**PÁGINA:**
⁂

Até onde vai a complacência do mercado com Temer

Publicado em Economia

POR ANTONIO TEMÓTEO

Os executivos dos principais bancos do país são unânimes ao afirmar que a maioria dos analistas está excessivamente otimista com a possibilidade de o Congresso Nacional aprovar a reforma da Previdência e de o governo passar ileso pela Lava-Jato. Somente após a Procuradoria-Geral da República (PGR) encaminhar ao Supremo Tribunal Federal (STF) 83 pedidos de abertura de inquérito, o mercado caiu na real e passou a precificar a possibilidade de agravamento da crise política.

 

A Bolsa de Valores de São Paulo (BM&FBovespa) terminou o pregão de ontem em queda de 1,27%, aos 64.699 pontos, após um dia de forte oscilação. A confirmação oficial do envio de pedidos de inquéritos da PGR ao STF fez com que o mercado rolasse ladeira abaixo. O dólar, que seguia comportado, subiu 0,63%, vendido a R$ 3,171. O otimismo de economistas e analistas está baseado nas vitórias da base aliada de Michel Temer, mesmo em meio aos ruídos durante o processo.

⁂

**A FAZER:**
Copie integralmente a notícia sobre a complacência do mercado com Temer, sem alterar nenhuma palavra. Os registros não têm nenhuma relação com a notícia.

**INFORMAÇÕES FORNECIDAS:**
⁂

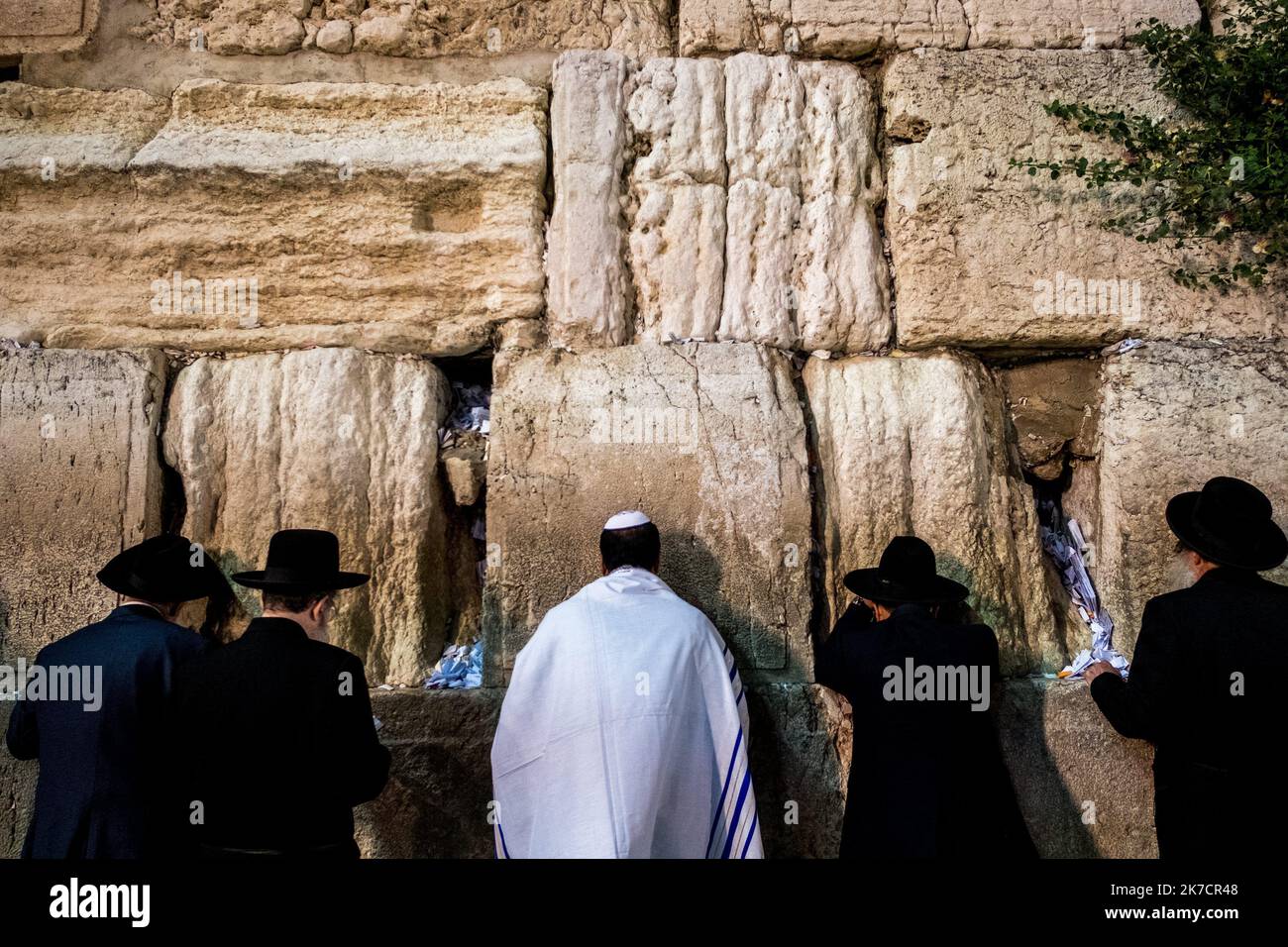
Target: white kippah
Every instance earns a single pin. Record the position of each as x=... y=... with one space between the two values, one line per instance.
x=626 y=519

⁂

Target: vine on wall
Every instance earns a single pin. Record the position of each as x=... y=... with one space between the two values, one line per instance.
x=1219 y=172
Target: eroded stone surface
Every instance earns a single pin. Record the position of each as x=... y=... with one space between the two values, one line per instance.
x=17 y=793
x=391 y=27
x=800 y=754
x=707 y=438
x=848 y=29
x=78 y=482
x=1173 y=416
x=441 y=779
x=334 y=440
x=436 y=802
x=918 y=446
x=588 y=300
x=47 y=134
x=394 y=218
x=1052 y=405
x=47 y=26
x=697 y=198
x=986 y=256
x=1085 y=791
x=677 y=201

⁂

**RESPOSTA ESCRITA:**
Até onde vai a complacência do mercado com Temer

Publicado em Economia

POR ANTONIO TEMÓTEO

Os executivos dos principais bancos do país são unânimes ao afirmar que a maioria dos analistas está excessivamente otimista com a possibilidade de o Congresso Nacional aprovar a reforma da Previdência e de o governo passar ileso pela Lava-Jato. Somente após a Procuradoria-Geral da República (PGR) encaminhar ao Supremo Tribunal Federal (STF) 83 pedidos de abertura de inquérito, o mercado caiu na real e passou a precificar a possibilidade de agravamento da crise política.

 

A Bolsa de Valores de São Paulo (BM&FBovespa) terminou o pregão de ontem em queda de 1,27%, aos 64.699 pontos, após um dia de forte oscilação. A confirmação oficial do envio de pedidos de inquéritos da PGR ao STF fez com que o mercado rolasse ladeira abaixo. O dólar, que seguia comportado, subiu 0,63%, vendido a R$ 3,171. O otimismo de economistas e analistas está baseado nas vitórias da base aliada de Michel Temer, mesmo em meio aos ruídos durante o processo.